Passage provided:
※ ※ ※
By Lynda Holler
To quote Dr. Adams, Kenny’s Palliative Care Physician at New York Presbyterian Weill Cornell Medical Center, “I don’t think of anybody as a dying person, I think of him or her as a living person. We are all dying and we are all living people; that is true for everybody.”
Throughout my husband Kenny Holler’s twenty-one year battle with debilitating head and neck cancer, we chose to focus on life, not death. In over two decades of medical treatment, we witnessed major shifts in health care. So that during his last two years, Kenny, our two teenage sons, and I had access to quality palliative care services that supported all of us both physically and emotionally.
Both inpatient, at New York Presbyterian Weill Cornell Medical Center, and at home, through VNA (Visiting Nurse Association) of Hudson Valley, we benefited from doctors, nurses, therapists, and social workers who were specifically trained to assist terminally ill patients and their families. Palliative care professionals are experts in evaluating and treating advanced disease, as well as assisting with all of the day-to-day issues like medical equipment and supplies, and emotional and spiritual support.
The current phenomenon of support for assisted suicide belies the truth: that life has value through the joys and the sorrows. Although Kenny’s last two years were especially challenging for our family, living out his life to its natural end empowered us and inspired innumerable people that knew us to live better lives, and to accept hardships of all kinds with courage and humility.
※ ※ ※
Record excerpts:

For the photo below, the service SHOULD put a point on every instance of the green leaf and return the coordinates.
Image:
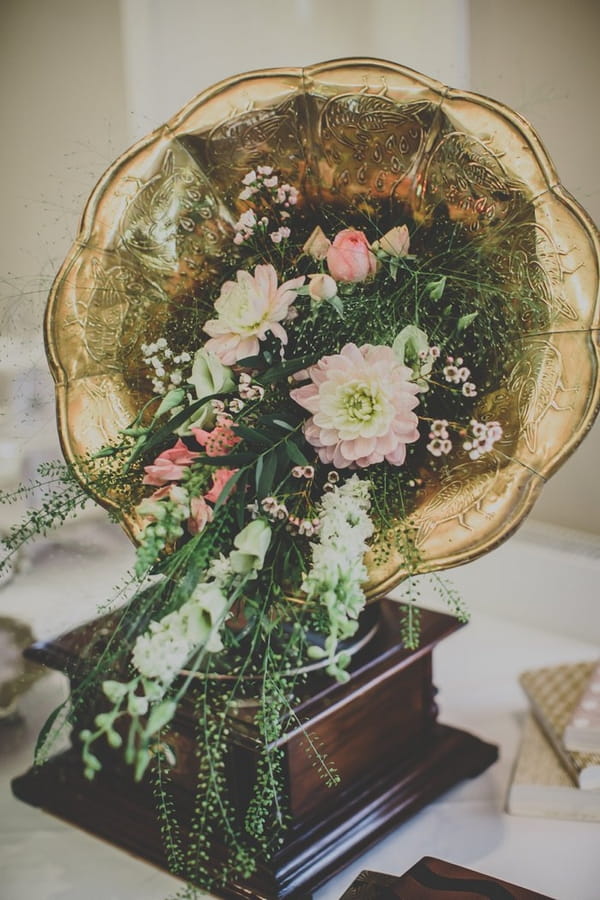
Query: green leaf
(278, 422)
(230, 459)
(160, 716)
(228, 488)
(250, 362)
(465, 321)
(295, 454)
(281, 371)
(252, 434)
(264, 479)
(337, 305)
(43, 735)
(435, 288)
※ ※ ※
What the exercise asks: Write out, word for word, the part of the essay on palliative care above that starts with "Throughout my husband" and goes on through "physically and emotionally.".

Solution:
Throughout my husband Kenny Holler’s twenty-one year battle with debilitating head and neck cancer, we chose to focus on life, not death. In over two decades of medical treatment, we witnessed major shifts in health care. So that during his last two years, Kenny, our two teenage sons, and I had access to quality palliative care services that supported all of us both physically and emotionally.